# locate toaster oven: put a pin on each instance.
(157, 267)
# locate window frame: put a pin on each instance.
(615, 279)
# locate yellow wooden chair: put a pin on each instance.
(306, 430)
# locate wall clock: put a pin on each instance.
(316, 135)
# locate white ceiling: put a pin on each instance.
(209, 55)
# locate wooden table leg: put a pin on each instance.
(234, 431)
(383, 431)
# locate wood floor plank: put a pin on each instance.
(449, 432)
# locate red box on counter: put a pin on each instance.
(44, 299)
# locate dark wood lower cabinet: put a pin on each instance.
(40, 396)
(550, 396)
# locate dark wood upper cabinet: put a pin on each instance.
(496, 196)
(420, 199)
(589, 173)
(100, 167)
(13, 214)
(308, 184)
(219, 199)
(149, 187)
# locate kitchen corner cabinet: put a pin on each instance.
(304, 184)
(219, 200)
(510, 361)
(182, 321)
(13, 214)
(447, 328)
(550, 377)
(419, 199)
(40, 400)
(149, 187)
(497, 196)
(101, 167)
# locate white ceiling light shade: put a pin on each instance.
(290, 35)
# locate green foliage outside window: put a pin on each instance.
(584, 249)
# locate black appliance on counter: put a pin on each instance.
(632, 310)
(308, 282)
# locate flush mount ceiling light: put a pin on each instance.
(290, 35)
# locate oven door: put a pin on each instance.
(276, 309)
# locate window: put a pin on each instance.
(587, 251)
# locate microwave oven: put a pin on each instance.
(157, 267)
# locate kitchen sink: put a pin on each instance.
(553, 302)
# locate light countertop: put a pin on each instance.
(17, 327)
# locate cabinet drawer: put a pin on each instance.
....
### What to produce
All records above must be set down exactly, please.

### Exercise solution
# locate toaster oven: put a pin on each instance.
(157, 267)
# locate window frame: put a pin on each instance.
(615, 279)
# locate yellow wooden chair: put a pin on each instance.
(306, 430)
# locate wall clock: put a pin on each instance.
(316, 135)
# locate white ceiling: put a pin on each instance.
(209, 55)
# locate wooden table leg: put a pin on each instance.
(234, 431)
(383, 431)
# locate wood floor plank: put a pin on each instance.
(449, 432)
# locate red box on counter: put a pin on each instance.
(44, 299)
# locate dark wood lower cabinet: put a pin on each instance.
(40, 396)
(550, 396)
# locate dark wood upper cabinet: put a pin on each instance.
(496, 196)
(420, 199)
(589, 173)
(100, 167)
(13, 214)
(308, 184)
(219, 199)
(149, 187)
# locate kitchen corner cabinet: put a pin on each instance.
(304, 184)
(219, 200)
(510, 361)
(182, 321)
(13, 214)
(447, 328)
(550, 377)
(419, 199)
(40, 400)
(149, 187)
(497, 196)
(101, 167)
# locate white ceiling light shade: put a pin on each instance.
(290, 35)
# locate green foliage outside window: put a pin on each instance.
(584, 249)
# locate black appliance on counter: put a pin on each instance.
(632, 310)
(308, 282)
# locate flush mount ceiling light: put a pin on each instance.
(290, 35)
# locate oven door: put a pin on each instance.
(276, 309)
# locate window: put a pin on each instance.
(587, 251)
# locate microwave oven: put a pin on each instance.
(157, 267)
# locate kitchen sink: put a pin on each instance.
(553, 302)
# locate light countertop: put a pin on each instance.
(17, 327)
# locate cabinet drawer: put a pin on each instance.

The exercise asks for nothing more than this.